§ Input:

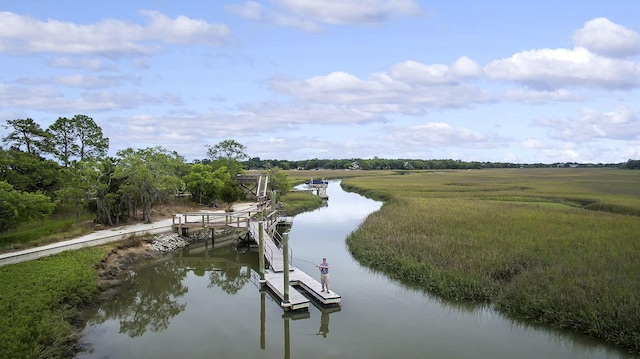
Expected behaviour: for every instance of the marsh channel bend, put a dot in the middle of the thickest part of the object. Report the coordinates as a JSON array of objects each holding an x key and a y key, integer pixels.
[{"x": 203, "y": 302}]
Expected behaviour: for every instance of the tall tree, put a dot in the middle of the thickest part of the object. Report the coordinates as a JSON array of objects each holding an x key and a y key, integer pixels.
[
  {"x": 20, "y": 207},
  {"x": 63, "y": 140},
  {"x": 29, "y": 173},
  {"x": 149, "y": 176},
  {"x": 228, "y": 153},
  {"x": 27, "y": 133},
  {"x": 279, "y": 180},
  {"x": 91, "y": 141},
  {"x": 79, "y": 137},
  {"x": 204, "y": 183}
]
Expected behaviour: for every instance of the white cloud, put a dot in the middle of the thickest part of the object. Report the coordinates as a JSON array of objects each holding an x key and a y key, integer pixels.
[
  {"x": 430, "y": 87},
  {"x": 540, "y": 96},
  {"x": 309, "y": 15},
  {"x": 559, "y": 68},
  {"x": 413, "y": 72},
  {"x": 339, "y": 12},
  {"x": 53, "y": 100},
  {"x": 250, "y": 10},
  {"x": 604, "y": 37},
  {"x": 24, "y": 35},
  {"x": 435, "y": 134},
  {"x": 621, "y": 124}
]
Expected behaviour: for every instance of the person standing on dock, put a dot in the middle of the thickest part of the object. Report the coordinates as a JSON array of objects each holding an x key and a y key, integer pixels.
[{"x": 324, "y": 274}]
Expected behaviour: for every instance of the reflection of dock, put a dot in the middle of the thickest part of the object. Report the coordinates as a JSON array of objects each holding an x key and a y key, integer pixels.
[
  {"x": 280, "y": 273},
  {"x": 319, "y": 187}
]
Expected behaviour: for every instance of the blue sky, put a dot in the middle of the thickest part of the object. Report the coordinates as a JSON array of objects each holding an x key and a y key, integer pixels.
[{"x": 500, "y": 81}]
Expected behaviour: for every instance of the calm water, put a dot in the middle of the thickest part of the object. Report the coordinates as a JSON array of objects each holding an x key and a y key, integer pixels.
[{"x": 203, "y": 303}]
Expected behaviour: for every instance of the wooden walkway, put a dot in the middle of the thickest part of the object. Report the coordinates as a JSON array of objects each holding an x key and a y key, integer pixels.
[{"x": 298, "y": 280}]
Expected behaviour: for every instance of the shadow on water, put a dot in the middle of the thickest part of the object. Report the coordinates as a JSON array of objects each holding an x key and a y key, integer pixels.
[{"x": 204, "y": 301}]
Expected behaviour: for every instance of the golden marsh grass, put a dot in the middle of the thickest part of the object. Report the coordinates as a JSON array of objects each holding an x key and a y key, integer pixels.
[{"x": 558, "y": 246}]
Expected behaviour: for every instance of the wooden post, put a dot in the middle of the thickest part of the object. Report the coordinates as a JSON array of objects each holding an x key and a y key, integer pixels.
[
  {"x": 263, "y": 320},
  {"x": 261, "y": 251},
  {"x": 287, "y": 339},
  {"x": 285, "y": 257}
]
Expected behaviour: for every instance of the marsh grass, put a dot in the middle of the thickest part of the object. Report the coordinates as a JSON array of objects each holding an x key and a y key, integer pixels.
[
  {"x": 554, "y": 246},
  {"x": 39, "y": 301},
  {"x": 298, "y": 202},
  {"x": 44, "y": 232}
]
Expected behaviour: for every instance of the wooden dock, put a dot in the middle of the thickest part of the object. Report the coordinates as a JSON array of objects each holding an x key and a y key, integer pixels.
[{"x": 274, "y": 277}]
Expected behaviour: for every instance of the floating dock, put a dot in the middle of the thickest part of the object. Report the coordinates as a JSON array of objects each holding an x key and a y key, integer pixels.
[{"x": 300, "y": 285}]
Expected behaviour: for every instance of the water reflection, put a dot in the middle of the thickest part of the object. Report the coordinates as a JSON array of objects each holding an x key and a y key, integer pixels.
[
  {"x": 324, "y": 325},
  {"x": 149, "y": 301},
  {"x": 203, "y": 302}
]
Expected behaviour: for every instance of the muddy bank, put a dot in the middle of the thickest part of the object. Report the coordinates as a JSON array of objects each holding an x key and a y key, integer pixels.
[{"x": 127, "y": 254}]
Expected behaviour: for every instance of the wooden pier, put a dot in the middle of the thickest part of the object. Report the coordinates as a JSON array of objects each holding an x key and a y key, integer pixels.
[{"x": 275, "y": 276}]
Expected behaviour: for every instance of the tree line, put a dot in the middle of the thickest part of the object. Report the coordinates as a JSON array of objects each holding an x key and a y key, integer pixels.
[{"x": 65, "y": 168}]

§ What is required: Update these lines by replacing "thickest part" with "widest part" everywhere it appears, changing nothing else. Leave the pictures out of your answer.

§ Exercise answer:
Expected behaviour: for every instance of the marsh channel bend, put a dot in the middle of the widest part of the object. Report the coordinates as a JSON array of objects each holding an x key and a y key, integer pixels.
[{"x": 203, "y": 302}]
Expected behaviour: for every instance of the tall tree, put a dot in the middle of the widest part of the object. Report the coordinates as a JSON array of objects each holding an x key and a y key, integer pixels.
[
  {"x": 20, "y": 207},
  {"x": 63, "y": 140},
  {"x": 29, "y": 173},
  {"x": 149, "y": 176},
  {"x": 228, "y": 153},
  {"x": 27, "y": 133},
  {"x": 279, "y": 180},
  {"x": 91, "y": 141},
  {"x": 79, "y": 137},
  {"x": 204, "y": 183}
]
Expected behaviour: for every instance of the white cloud, put a dot in the middle of the widest part of the object. Report the coordinates as a JSON array of objects each holding an x key and a y key, integer pixels.
[
  {"x": 430, "y": 87},
  {"x": 540, "y": 96},
  {"x": 309, "y": 15},
  {"x": 559, "y": 68},
  {"x": 413, "y": 72},
  {"x": 339, "y": 12},
  {"x": 53, "y": 100},
  {"x": 250, "y": 10},
  {"x": 604, "y": 37},
  {"x": 24, "y": 35},
  {"x": 435, "y": 134},
  {"x": 621, "y": 124}
]
Expected behaviour: for every instance of the person standing on dock, put a dot in the middle of the widest part of the object. Report the coordinates as a JSON array of objects each holding an x key and a y key, integer pixels.
[{"x": 324, "y": 274}]
Expected behaviour: for every instance of the reflection of dock, put a dot in the middle of the widest part of the object. Report the coordinates as a JSON array of objects each holding an x key and a y key, integer pixels.
[
  {"x": 280, "y": 273},
  {"x": 319, "y": 187}
]
Expected behaviour: for every instance of the blue sky, put a dot in the middle of the widest part of the object. Report the coordinates as a JSON array of objects each holding an x key and a y key, integer pixels.
[{"x": 500, "y": 81}]
Expected behaviour: for every instance of the calm water, put a dot in the middle of the widest part of the object. Report the coordinates as a JSON array of objects each holding an x key and a y key, integer pixels.
[{"x": 203, "y": 303}]
Expected behaviour: for every instance of the wooden walkway, put a dot in the middle of the widest part of the object. Report the coordinates as a JSON array of objects each holding an x key and a y key, integer pixels.
[{"x": 298, "y": 280}]
Expected behaviour: for every instance of the shadow on water, put a dot in the middle of the widest part of the object. Report the coordinates as a JSON array of objects each holding an x key and a y key, integer pixels.
[{"x": 204, "y": 301}]
Expected behaviour: for every instance of the golden marsh grass, put a dot in the middle of the widest part of the object. Report the coordinates as a JSON array of objects each holding an x key and a y key, integer pixels.
[{"x": 558, "y": 246}]
Expected behaviour: for every instance of the wooden post, put a dot in the middle of the widest part of the object. Report the coordinates as a JSON array of objects each holding an x key and a y key, integer pixels.
[
  {"x": 263, "y": 320},
  {"x": 261, "y": 251},
  {"x": 287, "y": 339},
  {"x": 285, "y": 257}
]
Expected behaviour: for every instance of the marsh grass, put a dot in the middle of the widest part of the object. Report the coordinates as a JSON array of objects each holding an x key and a y key, integer pixels.
[
  {"x": 554, "y": 246},
  {"x": 39, "y": 301},
  {"x": 298, "y": 202},
  {"x": 44, "y": 232}
]
Expected behaviour: for every instance of the wooden dock, put a dot in the middle of the widest part of the object. Report the coordinates as a JSON array of objects each holding an x key and a y key, integer pixels.
[{"x": 274, "y": 277}]
Expected behaviour: for every instance of the floating dock, put a dot in the middle of the widest part of the object. Report the coordinates as a JSON array of objects each holding an x key and a y key, integer pixels.
[{"x": 300, "y": 285}]
Expected behaviour: for every instance of the water reflection, put a dot in the middle of the widest part of the object. Report the coordinates as a JSON array of objects each holding an x key and a y key, integer pixels.
[
  {"x": 324, "y": 325},
  {"x": 149, "y": 301},
  {"x": 203, "y": 302}
]
Expected behaviour: for every instance of the muddy bank, put a dot in the middle of the widest part of the object. Report the coordinates as a JSON array of objects each holding an x key and a y key, integer pixels.
[{"x": 127, "y": 254}]
Expected behaviour: for every instance of the wooden pier, put a dot in the middle of the widest part of the object. Report the coordinates as a JSON array of objects each holding an x key and a y key, integer pixels.
[{"x": 275, "y": 276}]
Expected behaviour: for every instance of the tree line, put a dot in the middle of the widest part of the object. Report the coordinates as a JSON array of objects each holding an x key and a y key, integer pixels.
[{"x": 65, "y": 168}]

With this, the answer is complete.